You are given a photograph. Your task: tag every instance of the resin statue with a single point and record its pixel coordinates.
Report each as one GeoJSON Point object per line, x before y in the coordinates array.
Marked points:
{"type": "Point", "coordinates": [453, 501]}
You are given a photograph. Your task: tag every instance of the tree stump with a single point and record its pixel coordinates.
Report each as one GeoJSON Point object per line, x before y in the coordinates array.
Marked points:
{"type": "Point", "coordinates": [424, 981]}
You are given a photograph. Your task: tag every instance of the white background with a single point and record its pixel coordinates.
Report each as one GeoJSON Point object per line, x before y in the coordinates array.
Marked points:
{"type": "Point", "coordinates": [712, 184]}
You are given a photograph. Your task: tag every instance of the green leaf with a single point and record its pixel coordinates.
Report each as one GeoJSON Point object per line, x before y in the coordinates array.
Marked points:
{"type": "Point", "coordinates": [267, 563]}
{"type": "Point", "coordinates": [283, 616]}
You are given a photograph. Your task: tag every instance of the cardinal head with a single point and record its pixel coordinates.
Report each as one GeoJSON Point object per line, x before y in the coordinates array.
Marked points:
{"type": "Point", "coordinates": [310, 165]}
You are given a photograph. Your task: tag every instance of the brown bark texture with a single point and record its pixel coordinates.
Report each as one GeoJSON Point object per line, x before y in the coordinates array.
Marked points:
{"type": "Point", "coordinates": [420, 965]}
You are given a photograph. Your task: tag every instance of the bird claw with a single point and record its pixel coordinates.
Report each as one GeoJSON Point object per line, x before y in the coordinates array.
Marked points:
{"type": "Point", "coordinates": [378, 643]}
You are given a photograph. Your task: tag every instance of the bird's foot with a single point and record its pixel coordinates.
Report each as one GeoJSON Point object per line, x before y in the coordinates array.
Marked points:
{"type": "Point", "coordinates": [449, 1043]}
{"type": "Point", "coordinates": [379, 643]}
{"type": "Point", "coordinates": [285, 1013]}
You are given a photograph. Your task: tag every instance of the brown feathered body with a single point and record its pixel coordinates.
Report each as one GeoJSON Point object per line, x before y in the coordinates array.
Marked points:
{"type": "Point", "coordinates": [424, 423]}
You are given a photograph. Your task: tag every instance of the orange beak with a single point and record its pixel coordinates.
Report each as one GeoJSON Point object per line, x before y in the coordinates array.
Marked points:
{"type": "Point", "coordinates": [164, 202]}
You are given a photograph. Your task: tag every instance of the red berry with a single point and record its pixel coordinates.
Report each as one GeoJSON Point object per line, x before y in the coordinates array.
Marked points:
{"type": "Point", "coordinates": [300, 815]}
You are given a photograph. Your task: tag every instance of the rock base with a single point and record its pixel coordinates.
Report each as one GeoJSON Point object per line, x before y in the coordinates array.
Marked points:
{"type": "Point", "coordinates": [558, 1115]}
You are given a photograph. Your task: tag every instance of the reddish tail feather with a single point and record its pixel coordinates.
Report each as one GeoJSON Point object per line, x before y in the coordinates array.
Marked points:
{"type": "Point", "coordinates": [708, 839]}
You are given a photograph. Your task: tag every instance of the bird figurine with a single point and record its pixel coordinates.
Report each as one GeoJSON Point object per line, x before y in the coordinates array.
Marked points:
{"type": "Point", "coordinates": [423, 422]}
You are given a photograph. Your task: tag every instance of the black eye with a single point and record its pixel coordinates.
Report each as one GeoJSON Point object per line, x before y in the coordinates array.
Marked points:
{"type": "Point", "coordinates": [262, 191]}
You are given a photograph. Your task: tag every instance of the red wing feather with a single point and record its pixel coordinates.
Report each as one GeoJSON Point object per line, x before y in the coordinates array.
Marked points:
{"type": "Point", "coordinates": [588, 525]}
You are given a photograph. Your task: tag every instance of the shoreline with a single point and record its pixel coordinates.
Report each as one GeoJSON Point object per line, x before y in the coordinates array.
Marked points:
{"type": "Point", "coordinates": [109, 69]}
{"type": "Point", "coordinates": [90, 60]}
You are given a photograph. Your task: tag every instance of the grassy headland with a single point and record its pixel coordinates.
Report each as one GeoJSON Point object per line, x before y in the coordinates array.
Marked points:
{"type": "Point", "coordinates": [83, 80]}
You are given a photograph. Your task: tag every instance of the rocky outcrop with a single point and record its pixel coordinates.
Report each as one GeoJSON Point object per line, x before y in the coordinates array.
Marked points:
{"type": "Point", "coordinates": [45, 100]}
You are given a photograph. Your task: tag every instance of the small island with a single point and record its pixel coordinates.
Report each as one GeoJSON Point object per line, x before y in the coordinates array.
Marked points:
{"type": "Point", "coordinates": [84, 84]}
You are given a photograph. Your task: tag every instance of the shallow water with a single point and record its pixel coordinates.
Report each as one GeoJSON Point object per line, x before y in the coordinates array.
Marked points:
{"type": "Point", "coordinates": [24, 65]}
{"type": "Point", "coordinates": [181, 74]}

What you will do ->
Render every line of the rows above as a Markdown table with columns n and Line, numbering the lines in order and omitting blank ones.

Reply to the task ->
| n | Line |
|---|---|
| 1 | You are given a photograph. Your task: tag every instance of the resin statue with a single point and record its pixel coordinates. |
| 2 | Report each as one GeoJSON Point object per line, x before y in the coordinates array. |
| 3 | Marked points: |
| 4 | {"type": "Point", "coordinates": [453, 501]} |
| 5 | You are given a photograph. Your task: tag every instance of the tree stump with a single point and record its pixel coordinates. |
| 6 | Report each as one GeoJSON Point object per line, x before y in the coordinates array. |
| 7 | Marked points: |
| 8 | {"type": "Point", "coordinates": [424, 981]} |
| 9 | You are given a photograph. Your task: tag every instance of the white background with a single point and record its pixel coordinates. |
| 10 | Report each as one GeoJSON Point object per line, x before y in the coordinates array. |
| 11 | Marked points: |
| 12 | {"type": "Point", "coordinates": [712, 184]} |
| 13 | You are given a photograph. Your task: tag every instance of the green leaf with a single point and record its pixel coordinates. |
| 14 | Report each as one GeoJSON Point object per line, x before y in the coordinates array. |
| 15 | Marked points: |
| 16 | {"type": "Point", "coordinates": [267, 563]} |
| 17 | {"type": "Point", "coordinates": [283, 616]} |
| 18 | You are given a photograph. Your task: tag every instance of the cardinal head with a single point and record its pixel coordinates. |
| 19 | Report each as one GeoJSON Point object per line, x before y in the coordinates array. |
| 20 | Marked points: |
| 21 | {"type": "Point", "coordinates": [310, 165]} |
| 22 | You are given a photograph. Your task: tag every instance of the brown bark texture with a single point and record its pixel coordinates. |
| 23 | Report each as one GeoJSON Point object per line, x before y in the coordinates array. |
| 24 | Marked points: |
| 25 | {"type": "Point", "coordinates": [420, 965]} |
| 26 | You are given a photograph. Your task: tag every instance of the bird claw with a single point and record its pixel coordinates. |
| 27 | Report each as one GeoJSON Point object per line, x before y in the coordinates array. |
| 28 | Marked points: |
| 29 | {"type": "Point", "coordinates": [378, 643]} |
| 30 | You are given a photograph. Your task: tag every instance of the bird's foot with a single point and record its pixel coordinates. |
| 31 | Report each as one GeoJSON Point object per line, x before y in the coordinates array. |
| 32 | Marked points: |
| 33 | {"type": "Point", "coordinates": [449, 1043]} |
| 34 | {"type": "Point", "coordinates": [379, 643]} |
| 35 | {"type": "Point", "coordinates": [285, 1013]} |
| 36 | You are given a photograph. Your task: tag every instance of the brown feathered body with a single point and record its pixel coordinates. |
| 37 | Report each as one GeoJSON Point object per line, x before y in the coordinates array. |
| 38 | Marked points: |
| 39 | {"type": "Point", "coordinates": [424, 423]} |
| 40 | You are given a photograph. Your task: tag every instance of the orange beak with a single point and record its pixel coordinates. |
| 41 | Report each as one GeoJSON Point object per line, x before y in the coordinates array. |
| 42 | Marked points: |
| 43 | {"type": "Point", "coordinates": [164, 202]} |
| 44 | You are given a photograph. Your task: tag every instance of the red berry with a single point and record its pixel coordinates. |
| 45 | Report each as one GeoJSON Point object per line, x before y in the coordinates array. |
| 46 | Marked points: |
| 47 | {"type": "Point", "coordinates": [300, 815]} |
| 48 | You are given a photograph. Your task: tag every instance of the rock base with a single point and record its pixel coordinates. |
| 49 | Report each as one GeoJSON Point object per line, x before y in the coordinates array. |
| 50 | Marked points: |
| 51 | {"type": "Point", "coordinates": [558, 1115]} |
| 52 | You are given a photograph. Your task: tag every instance of the reddish tail feather with a single point and record its pixel coordinates. |
| 53 | Report each as one GeoJSON Point object per line, x before y in the coordinates array. |
| 54 | Marked points: |
| 55 | {"type": "Point", "coordinates": [708, 839]} |
| 56 | You are given a photograph. Your task: tag every instance of the bird figurine with a single point and record its pixel coordinates. |
| 57 | Report each as one GeoJSON Point object per line, x before y in the coordinates array. |
| 58 | Marked points: |
| 59 | {"type": "Point", "coordinates": [423, 422]} |
| 60 | You are given a photograph. Your task: tag every instance of the black eye with a single point and record its pixel coordinates. |
| 61 | Report each as one GeoJSON Point object per line, x before y in the coordinates array. |
| 62 | Marked points: |
| 63 | {"type": "Point", "coordinates": [262, 191]} |
| 64 | You are given a photograph. Your task: tag every instance of the red wing feather with a single point and record its pixel coordinates. |
| 65 | Report each as one GeoJSON Point object per line, x before y in the coordinates array. |
| 66 | Marked points: |
| 67 | {"type": "Point", "coordinates": [588, 525]} |
| 68 | You are given a photograph. Your task: tag every instance of the shoreline with a single point and record its pixel coordinates. |
| 69 | Report each as one GeoJSON Point object per line, x before y in the coordinates array. |
| 70 | Marked points: |
| 71 | {"type": "Point", "coordinates": [109, 69]} |
| 72 | {"type": "Point", "coordinates": [90, 60]} |
| 73 | You are given a photograph. Your task: tag every instance of the grassy headland with a single point and record its pixel coordinates. |
| 74 | Report each as one GeoJSON Point object per line, x before y in the coordinates array. |
| 75 | Marked points: |
| 76 | {"type": "Point", "coordinates": [83, 80]} |
| 77 | You are given a photograph. Your task: tag every instance of the rocky outcrop with a single point and record its pixel coordinates. |
| 78 | Report each as one GeoJSON Point object per line, x before y in the coordinates array. |
| 79 | Marked points: |
| 80 | {"type": "Point", "coordinates": [45, 100]} |
| 81 | You are given a photograph. Your task: tag every instance of the small island with a single point and record its pixel coordinates. |
| 82 | Report each as one GeoJSON Point object per line, x before y in the coordinates array. |
| 83 | Marked points: |
| 84 | {"type": "Point", "coordinates": [84, 84]} |
| 85 | You are given a photograph. Your task: tag every instance of the shallow water with a single point and record its pixel coordinates. |
| 86 | Report each as one GeoJSON Point object per line, x before y in the coordinates array. |
| 87 | Marked points: |
| 88 | {"type": "Point", "coordinates": [24, 65]} |
| 89 | {"type": "Point", "coordinates": [181, 74]} |